• [JOB] Exactly and only the lines from the one containing "Could you point out the handlebar" through the close of the entries below are to be set down.

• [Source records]
==========

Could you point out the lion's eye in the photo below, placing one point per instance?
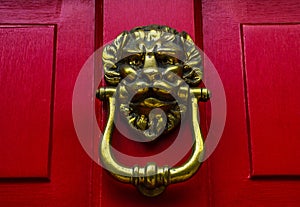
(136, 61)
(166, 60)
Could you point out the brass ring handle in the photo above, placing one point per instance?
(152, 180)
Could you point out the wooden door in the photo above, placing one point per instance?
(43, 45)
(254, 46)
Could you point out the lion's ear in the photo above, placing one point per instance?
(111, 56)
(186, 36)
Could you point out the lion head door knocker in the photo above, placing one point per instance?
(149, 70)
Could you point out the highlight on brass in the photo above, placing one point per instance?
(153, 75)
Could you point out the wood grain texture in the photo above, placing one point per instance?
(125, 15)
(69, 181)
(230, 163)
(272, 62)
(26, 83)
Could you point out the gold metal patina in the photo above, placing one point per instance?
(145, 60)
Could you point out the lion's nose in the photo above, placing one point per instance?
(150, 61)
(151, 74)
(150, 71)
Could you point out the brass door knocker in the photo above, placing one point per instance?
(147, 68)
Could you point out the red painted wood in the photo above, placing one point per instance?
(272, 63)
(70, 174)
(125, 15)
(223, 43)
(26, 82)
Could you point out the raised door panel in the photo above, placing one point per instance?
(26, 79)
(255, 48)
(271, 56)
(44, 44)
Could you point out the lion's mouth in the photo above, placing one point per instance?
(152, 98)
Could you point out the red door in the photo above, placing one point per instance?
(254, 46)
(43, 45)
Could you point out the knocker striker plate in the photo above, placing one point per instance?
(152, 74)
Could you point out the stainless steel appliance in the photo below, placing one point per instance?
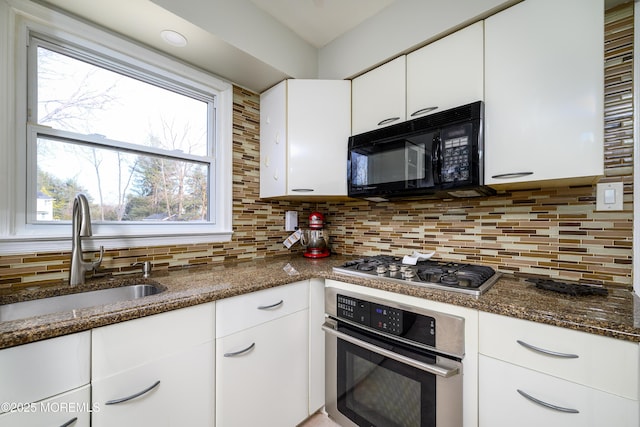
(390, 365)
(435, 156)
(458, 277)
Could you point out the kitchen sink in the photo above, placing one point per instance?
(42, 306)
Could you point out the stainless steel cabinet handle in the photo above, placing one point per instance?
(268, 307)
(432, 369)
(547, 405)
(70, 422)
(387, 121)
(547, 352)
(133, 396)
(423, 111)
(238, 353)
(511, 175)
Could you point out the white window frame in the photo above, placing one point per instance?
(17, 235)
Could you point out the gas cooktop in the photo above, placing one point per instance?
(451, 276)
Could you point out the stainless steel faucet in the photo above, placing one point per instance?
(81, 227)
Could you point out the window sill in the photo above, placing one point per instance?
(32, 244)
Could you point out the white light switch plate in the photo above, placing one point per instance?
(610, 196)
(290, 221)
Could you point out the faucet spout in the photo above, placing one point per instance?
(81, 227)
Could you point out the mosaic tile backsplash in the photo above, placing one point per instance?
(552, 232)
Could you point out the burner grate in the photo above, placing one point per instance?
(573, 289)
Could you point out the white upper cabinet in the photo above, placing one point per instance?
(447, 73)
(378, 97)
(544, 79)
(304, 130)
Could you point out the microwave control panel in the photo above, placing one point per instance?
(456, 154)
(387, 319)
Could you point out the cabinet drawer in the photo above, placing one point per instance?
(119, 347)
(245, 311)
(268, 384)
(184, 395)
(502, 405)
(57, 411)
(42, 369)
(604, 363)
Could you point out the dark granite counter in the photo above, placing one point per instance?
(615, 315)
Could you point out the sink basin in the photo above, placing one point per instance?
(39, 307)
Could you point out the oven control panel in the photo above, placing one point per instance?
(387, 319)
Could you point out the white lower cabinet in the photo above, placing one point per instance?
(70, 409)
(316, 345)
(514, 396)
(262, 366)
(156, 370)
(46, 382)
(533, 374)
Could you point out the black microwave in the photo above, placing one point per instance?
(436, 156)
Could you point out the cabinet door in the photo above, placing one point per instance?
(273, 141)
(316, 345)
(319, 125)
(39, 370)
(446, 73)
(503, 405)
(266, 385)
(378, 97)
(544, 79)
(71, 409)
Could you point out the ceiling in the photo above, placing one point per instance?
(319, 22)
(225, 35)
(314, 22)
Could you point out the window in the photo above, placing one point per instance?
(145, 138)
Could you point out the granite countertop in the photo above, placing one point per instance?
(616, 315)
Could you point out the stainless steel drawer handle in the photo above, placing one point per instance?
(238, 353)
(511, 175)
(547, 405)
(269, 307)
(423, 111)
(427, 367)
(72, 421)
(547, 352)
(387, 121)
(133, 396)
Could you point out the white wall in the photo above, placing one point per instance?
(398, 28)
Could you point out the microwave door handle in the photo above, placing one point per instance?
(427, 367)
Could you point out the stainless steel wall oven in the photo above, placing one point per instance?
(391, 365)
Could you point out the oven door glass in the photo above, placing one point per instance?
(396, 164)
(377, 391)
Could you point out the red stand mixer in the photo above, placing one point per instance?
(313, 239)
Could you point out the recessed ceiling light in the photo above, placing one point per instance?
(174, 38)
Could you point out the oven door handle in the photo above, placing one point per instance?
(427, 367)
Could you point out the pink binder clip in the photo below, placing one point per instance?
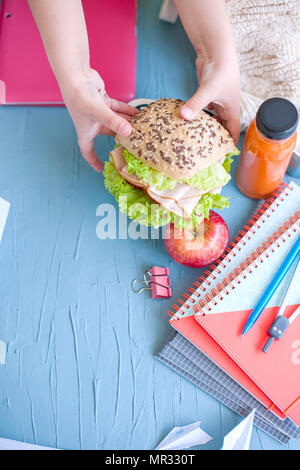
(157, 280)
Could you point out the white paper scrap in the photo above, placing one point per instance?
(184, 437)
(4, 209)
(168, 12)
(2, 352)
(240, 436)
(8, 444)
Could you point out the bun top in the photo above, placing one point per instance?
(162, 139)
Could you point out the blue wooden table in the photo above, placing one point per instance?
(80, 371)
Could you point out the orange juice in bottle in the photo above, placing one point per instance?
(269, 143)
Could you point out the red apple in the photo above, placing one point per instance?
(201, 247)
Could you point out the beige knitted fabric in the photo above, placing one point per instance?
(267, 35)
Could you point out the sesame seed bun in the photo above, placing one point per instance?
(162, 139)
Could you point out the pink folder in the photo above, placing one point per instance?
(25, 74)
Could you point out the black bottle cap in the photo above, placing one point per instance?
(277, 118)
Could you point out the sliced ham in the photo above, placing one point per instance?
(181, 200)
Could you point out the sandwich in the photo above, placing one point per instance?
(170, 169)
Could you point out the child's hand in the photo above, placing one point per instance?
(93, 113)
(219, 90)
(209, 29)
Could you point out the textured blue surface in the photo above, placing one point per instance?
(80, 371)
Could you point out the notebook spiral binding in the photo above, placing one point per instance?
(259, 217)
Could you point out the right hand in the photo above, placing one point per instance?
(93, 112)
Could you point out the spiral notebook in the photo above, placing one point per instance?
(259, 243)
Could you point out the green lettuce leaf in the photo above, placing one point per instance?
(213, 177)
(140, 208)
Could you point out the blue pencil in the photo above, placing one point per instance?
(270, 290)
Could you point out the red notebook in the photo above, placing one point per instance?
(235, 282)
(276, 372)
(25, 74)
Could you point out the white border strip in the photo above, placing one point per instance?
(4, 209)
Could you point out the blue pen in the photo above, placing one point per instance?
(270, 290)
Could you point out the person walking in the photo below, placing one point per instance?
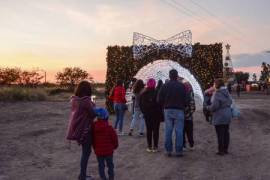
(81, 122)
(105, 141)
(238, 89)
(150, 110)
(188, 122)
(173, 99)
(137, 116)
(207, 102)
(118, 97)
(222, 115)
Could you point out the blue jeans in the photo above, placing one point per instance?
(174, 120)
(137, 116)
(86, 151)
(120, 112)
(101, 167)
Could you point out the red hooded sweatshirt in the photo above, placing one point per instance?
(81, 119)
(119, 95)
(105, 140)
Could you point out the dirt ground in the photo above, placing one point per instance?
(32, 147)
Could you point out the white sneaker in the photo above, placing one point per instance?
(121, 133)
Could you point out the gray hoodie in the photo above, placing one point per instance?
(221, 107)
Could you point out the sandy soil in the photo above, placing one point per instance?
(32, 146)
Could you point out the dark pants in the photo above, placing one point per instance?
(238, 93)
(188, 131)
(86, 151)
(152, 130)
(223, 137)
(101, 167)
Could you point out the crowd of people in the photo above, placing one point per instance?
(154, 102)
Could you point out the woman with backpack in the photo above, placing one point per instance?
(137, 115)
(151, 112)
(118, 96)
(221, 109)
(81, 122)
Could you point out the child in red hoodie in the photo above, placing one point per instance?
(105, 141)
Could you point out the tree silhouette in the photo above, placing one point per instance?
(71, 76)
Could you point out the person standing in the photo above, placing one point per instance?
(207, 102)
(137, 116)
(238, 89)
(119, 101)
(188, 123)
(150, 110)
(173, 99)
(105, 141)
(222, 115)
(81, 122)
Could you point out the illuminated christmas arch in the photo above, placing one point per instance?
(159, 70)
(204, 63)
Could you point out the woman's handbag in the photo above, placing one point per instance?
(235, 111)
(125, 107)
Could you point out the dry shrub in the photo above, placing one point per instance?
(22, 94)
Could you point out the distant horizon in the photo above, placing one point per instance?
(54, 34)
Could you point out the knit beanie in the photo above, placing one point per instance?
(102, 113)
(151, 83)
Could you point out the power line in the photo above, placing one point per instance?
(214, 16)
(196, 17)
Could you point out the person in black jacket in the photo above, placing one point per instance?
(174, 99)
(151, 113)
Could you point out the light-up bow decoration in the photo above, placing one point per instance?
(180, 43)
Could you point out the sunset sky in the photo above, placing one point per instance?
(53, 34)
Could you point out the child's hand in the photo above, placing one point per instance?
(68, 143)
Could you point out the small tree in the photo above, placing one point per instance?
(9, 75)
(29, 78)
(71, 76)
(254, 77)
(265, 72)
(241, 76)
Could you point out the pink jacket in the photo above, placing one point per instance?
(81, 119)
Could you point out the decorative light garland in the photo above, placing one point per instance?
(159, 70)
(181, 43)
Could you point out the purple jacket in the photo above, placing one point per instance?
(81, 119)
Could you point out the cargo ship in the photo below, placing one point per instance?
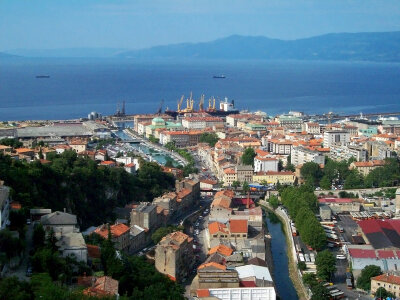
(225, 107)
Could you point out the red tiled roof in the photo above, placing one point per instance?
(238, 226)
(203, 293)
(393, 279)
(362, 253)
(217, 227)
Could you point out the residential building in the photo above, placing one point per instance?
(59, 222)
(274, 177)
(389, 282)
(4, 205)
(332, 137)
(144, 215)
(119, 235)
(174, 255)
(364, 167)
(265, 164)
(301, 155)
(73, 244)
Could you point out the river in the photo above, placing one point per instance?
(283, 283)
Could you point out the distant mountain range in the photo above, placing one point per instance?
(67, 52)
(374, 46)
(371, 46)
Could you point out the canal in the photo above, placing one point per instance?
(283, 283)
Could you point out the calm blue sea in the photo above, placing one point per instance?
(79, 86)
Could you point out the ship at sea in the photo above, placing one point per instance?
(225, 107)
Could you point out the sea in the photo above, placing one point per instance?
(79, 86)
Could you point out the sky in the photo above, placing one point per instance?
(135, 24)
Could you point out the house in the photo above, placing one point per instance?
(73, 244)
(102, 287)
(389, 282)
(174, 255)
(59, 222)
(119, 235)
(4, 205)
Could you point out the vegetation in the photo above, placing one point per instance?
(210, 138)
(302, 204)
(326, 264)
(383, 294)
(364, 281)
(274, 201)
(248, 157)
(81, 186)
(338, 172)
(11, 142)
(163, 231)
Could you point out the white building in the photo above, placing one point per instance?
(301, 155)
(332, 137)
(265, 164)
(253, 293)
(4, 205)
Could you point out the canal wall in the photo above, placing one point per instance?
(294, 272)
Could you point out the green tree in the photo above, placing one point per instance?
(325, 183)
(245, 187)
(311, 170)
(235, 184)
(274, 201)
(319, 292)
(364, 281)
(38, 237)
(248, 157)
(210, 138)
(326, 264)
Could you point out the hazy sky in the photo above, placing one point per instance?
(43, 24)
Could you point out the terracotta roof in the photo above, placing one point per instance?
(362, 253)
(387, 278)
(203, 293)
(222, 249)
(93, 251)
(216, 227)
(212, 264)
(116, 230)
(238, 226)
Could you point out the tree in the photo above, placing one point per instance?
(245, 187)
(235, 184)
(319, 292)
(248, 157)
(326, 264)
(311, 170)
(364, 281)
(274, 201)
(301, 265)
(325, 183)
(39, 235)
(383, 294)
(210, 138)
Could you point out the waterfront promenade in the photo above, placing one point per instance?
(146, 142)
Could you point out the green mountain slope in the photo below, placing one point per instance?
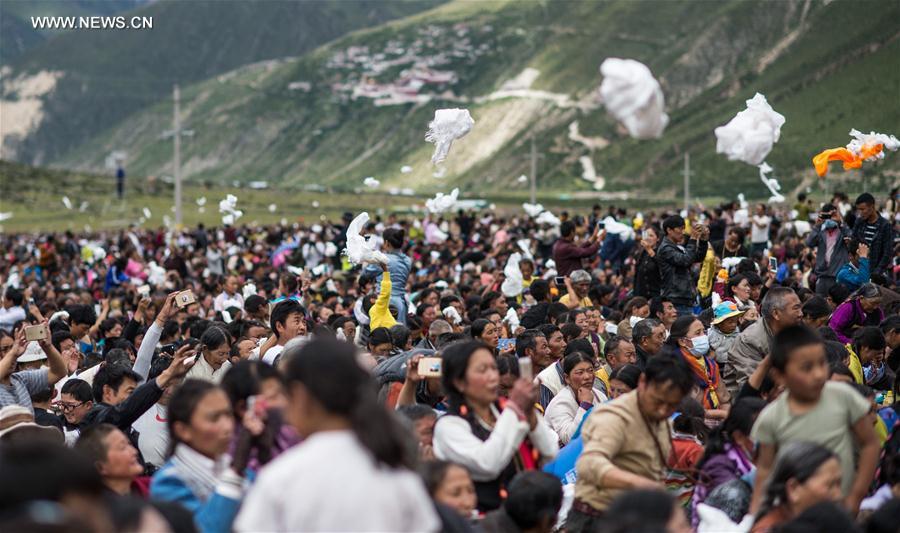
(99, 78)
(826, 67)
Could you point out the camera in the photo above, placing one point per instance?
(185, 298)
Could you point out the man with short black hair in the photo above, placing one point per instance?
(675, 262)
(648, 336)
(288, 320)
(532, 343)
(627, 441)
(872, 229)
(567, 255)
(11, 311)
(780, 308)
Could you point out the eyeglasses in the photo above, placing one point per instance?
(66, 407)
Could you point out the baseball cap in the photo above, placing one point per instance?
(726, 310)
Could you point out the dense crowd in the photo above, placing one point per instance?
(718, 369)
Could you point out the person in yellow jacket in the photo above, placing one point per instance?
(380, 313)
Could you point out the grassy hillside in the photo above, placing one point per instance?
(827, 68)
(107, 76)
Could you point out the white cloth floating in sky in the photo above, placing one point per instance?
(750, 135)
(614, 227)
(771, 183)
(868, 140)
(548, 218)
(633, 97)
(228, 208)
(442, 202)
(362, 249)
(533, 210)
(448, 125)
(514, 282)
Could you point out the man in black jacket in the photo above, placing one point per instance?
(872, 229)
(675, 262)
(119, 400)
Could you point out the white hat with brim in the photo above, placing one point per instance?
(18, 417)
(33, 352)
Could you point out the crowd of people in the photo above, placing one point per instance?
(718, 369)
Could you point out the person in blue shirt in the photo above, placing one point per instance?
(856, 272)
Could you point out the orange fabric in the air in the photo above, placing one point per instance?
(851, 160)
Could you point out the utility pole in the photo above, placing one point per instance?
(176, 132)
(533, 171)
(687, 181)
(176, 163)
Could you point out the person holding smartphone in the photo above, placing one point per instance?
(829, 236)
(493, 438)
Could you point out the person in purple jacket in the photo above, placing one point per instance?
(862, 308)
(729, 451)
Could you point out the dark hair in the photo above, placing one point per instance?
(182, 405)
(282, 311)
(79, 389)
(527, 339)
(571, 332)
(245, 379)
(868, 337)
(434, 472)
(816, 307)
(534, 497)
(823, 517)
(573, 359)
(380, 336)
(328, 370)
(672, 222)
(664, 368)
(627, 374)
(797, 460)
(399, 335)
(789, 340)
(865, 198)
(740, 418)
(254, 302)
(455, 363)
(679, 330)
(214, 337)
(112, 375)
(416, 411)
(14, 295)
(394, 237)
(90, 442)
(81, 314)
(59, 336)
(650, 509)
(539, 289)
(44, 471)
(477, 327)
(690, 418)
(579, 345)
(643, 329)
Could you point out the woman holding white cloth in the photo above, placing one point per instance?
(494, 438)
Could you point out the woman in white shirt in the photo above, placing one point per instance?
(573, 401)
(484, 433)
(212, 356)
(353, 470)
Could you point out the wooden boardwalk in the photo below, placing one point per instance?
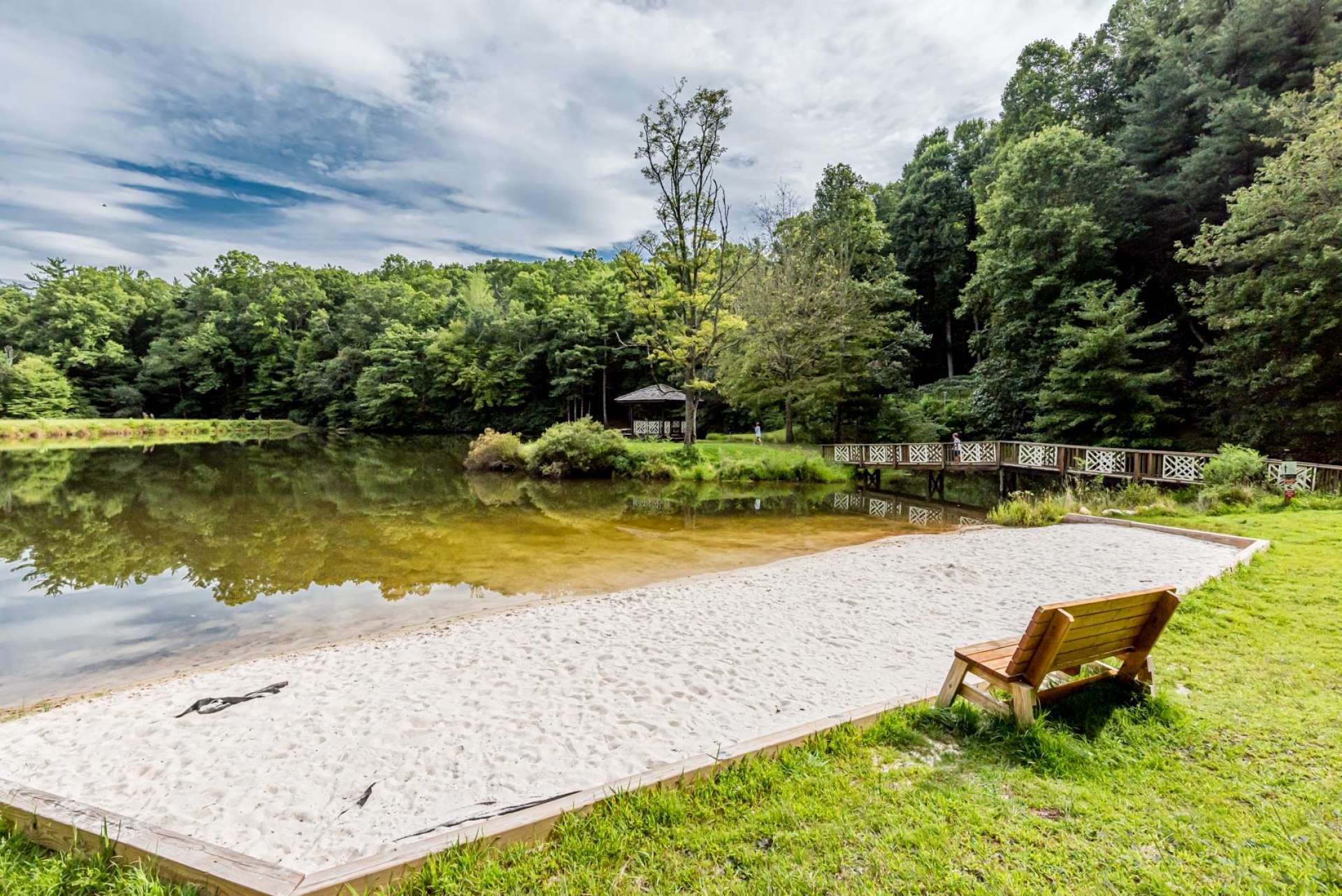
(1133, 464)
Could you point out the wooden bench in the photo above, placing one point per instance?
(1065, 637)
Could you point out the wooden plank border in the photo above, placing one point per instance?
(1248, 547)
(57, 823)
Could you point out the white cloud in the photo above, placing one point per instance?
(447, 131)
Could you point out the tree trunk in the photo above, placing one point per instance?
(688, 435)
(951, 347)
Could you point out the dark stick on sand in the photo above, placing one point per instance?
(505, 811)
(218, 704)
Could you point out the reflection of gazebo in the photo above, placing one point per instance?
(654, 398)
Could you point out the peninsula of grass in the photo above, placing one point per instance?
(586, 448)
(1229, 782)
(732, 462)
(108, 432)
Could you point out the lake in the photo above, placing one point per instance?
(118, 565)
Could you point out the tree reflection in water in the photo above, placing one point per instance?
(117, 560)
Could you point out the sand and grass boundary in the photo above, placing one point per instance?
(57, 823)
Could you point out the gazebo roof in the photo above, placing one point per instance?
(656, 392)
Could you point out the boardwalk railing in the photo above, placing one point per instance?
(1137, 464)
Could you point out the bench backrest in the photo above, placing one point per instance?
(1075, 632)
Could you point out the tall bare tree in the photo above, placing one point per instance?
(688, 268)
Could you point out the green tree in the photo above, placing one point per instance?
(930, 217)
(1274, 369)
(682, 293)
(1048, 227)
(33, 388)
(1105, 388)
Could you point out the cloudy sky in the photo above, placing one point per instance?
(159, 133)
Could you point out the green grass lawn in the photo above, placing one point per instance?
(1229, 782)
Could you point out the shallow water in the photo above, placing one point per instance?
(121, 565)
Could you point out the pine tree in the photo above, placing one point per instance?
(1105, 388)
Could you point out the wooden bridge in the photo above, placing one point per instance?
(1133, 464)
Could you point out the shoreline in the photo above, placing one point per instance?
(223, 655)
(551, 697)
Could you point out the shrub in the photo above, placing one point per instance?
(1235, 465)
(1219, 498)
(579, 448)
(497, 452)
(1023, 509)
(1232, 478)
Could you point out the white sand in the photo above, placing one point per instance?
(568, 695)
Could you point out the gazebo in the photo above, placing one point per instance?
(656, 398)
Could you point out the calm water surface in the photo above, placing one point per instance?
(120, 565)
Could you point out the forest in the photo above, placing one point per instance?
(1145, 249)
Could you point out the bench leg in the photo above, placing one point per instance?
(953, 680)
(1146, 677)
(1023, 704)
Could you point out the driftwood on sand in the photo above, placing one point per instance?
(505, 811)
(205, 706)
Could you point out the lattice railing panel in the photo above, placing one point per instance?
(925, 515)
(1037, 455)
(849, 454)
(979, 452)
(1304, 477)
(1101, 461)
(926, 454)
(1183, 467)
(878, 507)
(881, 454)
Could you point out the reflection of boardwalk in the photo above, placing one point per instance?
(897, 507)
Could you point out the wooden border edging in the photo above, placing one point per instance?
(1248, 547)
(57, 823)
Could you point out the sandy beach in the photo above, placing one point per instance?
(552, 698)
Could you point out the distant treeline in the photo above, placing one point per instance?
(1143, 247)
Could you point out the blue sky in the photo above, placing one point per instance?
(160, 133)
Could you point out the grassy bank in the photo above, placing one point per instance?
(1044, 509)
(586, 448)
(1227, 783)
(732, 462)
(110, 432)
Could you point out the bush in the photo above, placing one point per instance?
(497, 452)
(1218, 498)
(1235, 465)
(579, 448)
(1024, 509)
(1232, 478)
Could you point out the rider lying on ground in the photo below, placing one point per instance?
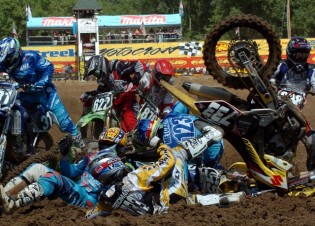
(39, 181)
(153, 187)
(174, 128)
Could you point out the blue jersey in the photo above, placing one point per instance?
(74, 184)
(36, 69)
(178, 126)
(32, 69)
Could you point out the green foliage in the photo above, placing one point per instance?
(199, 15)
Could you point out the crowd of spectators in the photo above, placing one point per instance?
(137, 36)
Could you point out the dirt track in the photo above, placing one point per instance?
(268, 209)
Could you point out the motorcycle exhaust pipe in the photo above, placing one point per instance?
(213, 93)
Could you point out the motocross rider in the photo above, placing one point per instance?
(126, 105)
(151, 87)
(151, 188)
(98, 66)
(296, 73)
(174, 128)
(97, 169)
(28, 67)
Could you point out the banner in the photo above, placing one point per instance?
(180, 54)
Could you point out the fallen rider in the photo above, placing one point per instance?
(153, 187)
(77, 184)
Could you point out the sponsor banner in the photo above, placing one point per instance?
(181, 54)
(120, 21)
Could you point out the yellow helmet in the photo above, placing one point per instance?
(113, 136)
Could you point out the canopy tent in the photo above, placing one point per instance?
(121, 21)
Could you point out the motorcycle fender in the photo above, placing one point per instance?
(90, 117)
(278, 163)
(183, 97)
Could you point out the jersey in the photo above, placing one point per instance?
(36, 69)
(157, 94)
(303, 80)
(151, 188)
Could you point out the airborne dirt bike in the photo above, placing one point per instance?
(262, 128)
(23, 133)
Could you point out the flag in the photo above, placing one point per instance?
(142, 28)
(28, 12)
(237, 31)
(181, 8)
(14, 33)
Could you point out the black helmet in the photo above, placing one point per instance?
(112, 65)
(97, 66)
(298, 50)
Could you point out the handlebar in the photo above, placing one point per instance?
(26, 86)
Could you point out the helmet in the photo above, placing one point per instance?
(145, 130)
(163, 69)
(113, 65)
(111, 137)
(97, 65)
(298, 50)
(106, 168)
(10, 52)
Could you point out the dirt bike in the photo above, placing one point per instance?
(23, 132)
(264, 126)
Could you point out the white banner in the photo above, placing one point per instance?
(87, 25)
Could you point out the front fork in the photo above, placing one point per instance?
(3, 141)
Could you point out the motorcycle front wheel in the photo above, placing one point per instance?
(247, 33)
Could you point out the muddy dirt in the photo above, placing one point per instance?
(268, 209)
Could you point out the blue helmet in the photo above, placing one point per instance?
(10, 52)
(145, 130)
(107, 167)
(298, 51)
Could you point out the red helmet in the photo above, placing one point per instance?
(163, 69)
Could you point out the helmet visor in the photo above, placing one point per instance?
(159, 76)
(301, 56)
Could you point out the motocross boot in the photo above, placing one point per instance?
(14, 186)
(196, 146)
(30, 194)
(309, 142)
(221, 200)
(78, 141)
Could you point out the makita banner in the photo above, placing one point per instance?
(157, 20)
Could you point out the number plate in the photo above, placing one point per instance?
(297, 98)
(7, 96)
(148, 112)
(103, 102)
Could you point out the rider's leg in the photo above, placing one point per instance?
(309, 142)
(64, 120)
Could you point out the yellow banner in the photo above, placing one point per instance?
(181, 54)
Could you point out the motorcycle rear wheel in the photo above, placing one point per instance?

==========

• [EXERCISE RESPONSE]
Could you point out the handlebar in the photo above, placing one point per instance?
(26, 86)
Could you point out the helmet in the photo above, placing one point per instance?
(145, 130)
(163, 69)
(113, 65)
(111, 137)
(97, 65)
(298, 50)
(106, 168)
(10, 52)
Could you point out the dirt bike in the photo above, placing one point per instance?
(23, 132)
(264, 126)
Could you point out the white banner in the photo above, placing one point per instance?
(87, 25)
Could you point out the front fork in the photo above, placing one point per instance?
(3, 141)
Could you point out the motorcycle front wheel in the photo above, placing one point per instance?
(247, 33)
Could you point out the muddy dirt in the photo above, placing one point per instance?
(268, 209)
Could you point out the blue helmet in the photo above, placing one point per instance?
(10, 52)
(145, 130)
(107, 167)
(298, 51)
Could you point out the red helmet in the photo above, placing one point per instance?
(163, 69)
Could you point out the helmet visor in the photo above, placing one point per instance?
(159, 76)
(301, 56)
Could you point out the motocross boot in the photo above, placing one point per instance?
(14, 186)
(196, 146)
(30, 194)
(309, 142)
(221, 200)
(78, 141)
Could you point out the makita banner in the photo above, placing one point per instance?
(157, 20)
Could you point out the number plate in the photo above, placing one point per instance?
(297, 98)
(7, 96)
(148, 112)
(103, 102)
Could you point out the rider's leg in the photo above, placing one point per instance?
(309, 142)
(64, 120)
Could you point out the yellow banner in the photo above, placing one point per instance?
(181, 54)
Could you point out the motorcycle rear wheel in the photo above, placing one point per instance?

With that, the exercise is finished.